Report how many lines of the data below contain the string "BATCH" with its case matching. Give only the number.

# # # # #

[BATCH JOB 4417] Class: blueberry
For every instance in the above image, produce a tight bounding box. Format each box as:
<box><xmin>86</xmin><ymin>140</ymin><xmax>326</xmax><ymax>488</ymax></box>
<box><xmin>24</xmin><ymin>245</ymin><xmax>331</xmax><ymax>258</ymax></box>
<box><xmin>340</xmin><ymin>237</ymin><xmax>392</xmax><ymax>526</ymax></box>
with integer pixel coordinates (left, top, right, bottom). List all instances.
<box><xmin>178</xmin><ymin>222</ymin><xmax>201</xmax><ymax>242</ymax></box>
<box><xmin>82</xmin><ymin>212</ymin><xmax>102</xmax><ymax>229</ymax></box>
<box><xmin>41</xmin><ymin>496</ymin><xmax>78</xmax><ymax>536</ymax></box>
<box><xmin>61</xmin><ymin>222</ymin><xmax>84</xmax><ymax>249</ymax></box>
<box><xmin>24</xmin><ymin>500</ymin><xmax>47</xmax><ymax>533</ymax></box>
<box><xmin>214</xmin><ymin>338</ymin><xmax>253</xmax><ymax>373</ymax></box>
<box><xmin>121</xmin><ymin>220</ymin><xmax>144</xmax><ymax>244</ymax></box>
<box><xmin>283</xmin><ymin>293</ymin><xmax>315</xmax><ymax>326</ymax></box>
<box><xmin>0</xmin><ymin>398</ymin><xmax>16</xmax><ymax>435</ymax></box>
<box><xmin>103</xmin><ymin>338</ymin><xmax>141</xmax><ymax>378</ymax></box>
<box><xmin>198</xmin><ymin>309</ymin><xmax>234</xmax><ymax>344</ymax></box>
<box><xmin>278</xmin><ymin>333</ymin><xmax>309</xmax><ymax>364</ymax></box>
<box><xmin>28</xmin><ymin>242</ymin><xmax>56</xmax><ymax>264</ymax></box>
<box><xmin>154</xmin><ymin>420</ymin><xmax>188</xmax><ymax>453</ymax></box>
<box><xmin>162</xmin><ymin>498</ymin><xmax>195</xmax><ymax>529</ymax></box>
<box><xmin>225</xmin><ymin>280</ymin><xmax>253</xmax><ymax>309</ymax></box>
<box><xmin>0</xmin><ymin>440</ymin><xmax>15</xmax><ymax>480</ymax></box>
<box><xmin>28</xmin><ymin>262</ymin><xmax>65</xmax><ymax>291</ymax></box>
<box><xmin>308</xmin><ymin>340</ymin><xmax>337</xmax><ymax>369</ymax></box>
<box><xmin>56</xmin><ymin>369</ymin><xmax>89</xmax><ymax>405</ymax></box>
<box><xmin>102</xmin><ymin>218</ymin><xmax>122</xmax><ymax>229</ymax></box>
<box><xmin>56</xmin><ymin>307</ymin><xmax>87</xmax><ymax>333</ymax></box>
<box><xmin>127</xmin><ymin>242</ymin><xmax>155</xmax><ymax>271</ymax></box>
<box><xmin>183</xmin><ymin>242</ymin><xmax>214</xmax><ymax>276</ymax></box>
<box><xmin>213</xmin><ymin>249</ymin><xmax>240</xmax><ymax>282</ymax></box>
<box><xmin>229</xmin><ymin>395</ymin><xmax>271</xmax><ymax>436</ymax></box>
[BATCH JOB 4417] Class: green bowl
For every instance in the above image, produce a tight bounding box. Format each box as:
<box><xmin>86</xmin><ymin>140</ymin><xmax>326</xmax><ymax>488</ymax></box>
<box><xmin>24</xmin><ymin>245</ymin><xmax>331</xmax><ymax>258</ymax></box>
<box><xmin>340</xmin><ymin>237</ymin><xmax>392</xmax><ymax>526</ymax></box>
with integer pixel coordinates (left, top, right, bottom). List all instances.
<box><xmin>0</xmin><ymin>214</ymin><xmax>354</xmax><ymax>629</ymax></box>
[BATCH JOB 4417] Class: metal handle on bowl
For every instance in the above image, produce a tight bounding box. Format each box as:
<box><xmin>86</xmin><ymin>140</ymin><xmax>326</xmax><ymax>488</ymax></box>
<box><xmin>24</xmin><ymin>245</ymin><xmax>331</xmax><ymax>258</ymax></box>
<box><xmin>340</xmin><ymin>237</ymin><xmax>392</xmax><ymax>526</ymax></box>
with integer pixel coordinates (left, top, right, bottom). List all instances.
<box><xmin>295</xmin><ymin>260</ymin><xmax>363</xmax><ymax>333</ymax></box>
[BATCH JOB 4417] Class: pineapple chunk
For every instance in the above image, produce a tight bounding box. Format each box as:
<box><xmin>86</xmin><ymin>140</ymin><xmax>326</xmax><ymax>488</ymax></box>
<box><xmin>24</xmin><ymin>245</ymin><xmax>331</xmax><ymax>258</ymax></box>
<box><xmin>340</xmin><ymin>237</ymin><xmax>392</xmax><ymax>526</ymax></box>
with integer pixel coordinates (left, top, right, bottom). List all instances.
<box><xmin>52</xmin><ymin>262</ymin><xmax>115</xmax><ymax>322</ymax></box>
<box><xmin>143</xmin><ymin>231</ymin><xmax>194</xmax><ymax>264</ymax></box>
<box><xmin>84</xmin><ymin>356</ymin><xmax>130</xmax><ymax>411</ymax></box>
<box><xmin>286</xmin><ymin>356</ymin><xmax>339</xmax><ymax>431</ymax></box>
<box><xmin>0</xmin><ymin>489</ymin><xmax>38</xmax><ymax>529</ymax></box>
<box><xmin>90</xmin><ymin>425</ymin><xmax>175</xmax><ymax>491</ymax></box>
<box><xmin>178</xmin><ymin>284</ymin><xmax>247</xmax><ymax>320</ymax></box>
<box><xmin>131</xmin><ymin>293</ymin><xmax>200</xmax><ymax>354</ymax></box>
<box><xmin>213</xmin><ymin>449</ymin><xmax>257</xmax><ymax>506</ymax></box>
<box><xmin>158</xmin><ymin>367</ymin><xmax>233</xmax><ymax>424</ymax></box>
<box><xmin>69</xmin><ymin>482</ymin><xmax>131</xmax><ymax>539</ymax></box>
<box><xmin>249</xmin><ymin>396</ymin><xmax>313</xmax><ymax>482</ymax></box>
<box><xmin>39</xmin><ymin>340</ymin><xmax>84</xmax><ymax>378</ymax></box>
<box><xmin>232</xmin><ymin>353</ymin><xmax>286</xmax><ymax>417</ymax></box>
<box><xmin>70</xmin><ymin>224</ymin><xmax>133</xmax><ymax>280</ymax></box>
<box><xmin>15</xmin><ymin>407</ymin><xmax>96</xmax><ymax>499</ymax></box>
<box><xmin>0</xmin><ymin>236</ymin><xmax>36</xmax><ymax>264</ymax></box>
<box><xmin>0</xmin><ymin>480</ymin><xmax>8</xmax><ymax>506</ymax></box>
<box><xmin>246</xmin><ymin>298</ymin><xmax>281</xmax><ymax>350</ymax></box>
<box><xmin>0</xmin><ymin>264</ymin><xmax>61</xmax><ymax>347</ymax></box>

# # # # #

FINAL RESULT: 4